Data supplied:
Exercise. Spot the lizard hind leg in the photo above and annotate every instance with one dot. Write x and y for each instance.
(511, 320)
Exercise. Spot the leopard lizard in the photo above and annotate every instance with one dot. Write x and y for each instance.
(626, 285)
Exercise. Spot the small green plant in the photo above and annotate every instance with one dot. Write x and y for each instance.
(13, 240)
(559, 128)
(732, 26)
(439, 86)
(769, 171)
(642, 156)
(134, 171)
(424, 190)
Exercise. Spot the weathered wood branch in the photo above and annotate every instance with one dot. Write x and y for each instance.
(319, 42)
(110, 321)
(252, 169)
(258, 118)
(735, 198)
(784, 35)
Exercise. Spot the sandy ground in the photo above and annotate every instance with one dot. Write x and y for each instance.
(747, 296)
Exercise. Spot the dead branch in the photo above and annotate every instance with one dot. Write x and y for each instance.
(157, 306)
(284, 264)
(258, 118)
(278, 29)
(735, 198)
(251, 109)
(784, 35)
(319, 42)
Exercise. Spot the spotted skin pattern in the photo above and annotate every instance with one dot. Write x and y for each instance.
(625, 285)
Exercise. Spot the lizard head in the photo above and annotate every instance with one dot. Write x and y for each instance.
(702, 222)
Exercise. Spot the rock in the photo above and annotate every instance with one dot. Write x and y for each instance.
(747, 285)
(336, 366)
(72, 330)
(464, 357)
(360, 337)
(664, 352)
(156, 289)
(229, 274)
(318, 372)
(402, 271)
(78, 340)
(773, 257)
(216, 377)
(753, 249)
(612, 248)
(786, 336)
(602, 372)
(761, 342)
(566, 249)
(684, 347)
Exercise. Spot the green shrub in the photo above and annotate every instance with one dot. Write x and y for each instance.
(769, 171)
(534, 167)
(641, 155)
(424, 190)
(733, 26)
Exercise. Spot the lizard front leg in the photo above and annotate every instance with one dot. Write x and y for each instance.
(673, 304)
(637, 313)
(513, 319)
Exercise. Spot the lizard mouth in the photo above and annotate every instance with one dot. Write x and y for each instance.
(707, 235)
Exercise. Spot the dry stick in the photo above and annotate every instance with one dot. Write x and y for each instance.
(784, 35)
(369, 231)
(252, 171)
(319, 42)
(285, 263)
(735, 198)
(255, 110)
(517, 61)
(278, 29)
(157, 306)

Short exercise: Make an exact copy of the records.

Solution for this problem:
Exercise. Spot the lizard hind leg in the photo above and annotate every instance with one dot. Write x and y for each instance.
(511, 320)
Exercise. Spot the leopard lizard in the photo above and annotate every instance with one dot. Write x and y for each instance.
(626, 285)
Exercise. Spot the small green plant in the photo above and annotate every instance with one dot. Write x and y for each instance.
(13, 240)
(559, 128)
(732, 26)
(439, 86)
(769, 171)
(642, 156)
(134, 171)
(424, 190)
Exercise. Spot the weathered wood branch in the photo above and annotate every instance with one dot. Write x and y for each instance.
(319, 42)
(110, 321)
(252, 169)
(258, 118)
(735, 198)
(784, 35)
Exercise. Spot the sandy ground in the photo above and annotate every instance with one dot. Write x and y for each instance.
(747, 296)
Exercise. Spot the dead branch in the photo above and annotate every instance with one dot. Write x and y for each instance.
(157, 306)
(284, 264)
(258, 118)
(278, 29)
(735, 198)
(251, 109)
(784, 35)
(319, 42)
Exercise. Spot the spotted skin pattern in the photo above and annotate every instance with one dot. Write x and y for each instance.
(625, 285)
Exercise. Spot the lizard head in the photo above and annotate every instance with one dot. Write x and y for each instance.
(702, 222)
Exercise. Spot the rock in the photo above and annotate every instance with one dot. Write x and y for each instance.
(747, 285)
(336, 366)
(72, 330)
(464, 357)
(360, 337)
(664, 352)
(156, 289)
(229, 274)
(318, 372)
(402, 271)
(78, 340)
(773, 257)
(216, 377)
(753, 249)
(612, 248)
(786, 336)
(602, 372)
(761, 342)
(566, 249)
(684, 347)
Exercise. Spot the green shrub in the photo above and annotate every instance with one dot. Write x and y for each instance.
(769, 171)
(534, 167)
(641, 155)
(424, 190)
(733, 26)
Exercise. Spot the lizard front leg in the photo above and annotate every instance with one dot. Write x and y for each instance.
(673, 304)
(637, 313)
(513, 319)
Exercise. Spot the lizard mouth in the photo above and annotate every instance with one dot. Write x and y for each instance.
(707, 235)
Exercise. Spot the dry stick in the photo above and annotate every instance with one dot. Write x and y for each instance.
(784, 35)
(369, 231)
(252, 171)
(319, 42)
(285, 263)
(735, 198)
(255, 110)
(517, 61)
(278, 29)
(157, 306)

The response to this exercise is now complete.